■ **Problem requirements**
Copy each line from the data that has the word "position" in it.

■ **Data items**
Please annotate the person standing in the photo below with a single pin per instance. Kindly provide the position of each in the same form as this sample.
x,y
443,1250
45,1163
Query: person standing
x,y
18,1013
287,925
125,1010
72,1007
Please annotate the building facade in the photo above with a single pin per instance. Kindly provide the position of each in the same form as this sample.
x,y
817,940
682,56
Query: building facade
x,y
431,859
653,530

■ **Answer**
Please annotate the person standing in the photo below with a single pin per instance. Kindly provide the position of each in the same form as this sample.
Please annotate the building facade in the photo above with a single pin per instance. Kindly provide the position of each in the same form as this sample.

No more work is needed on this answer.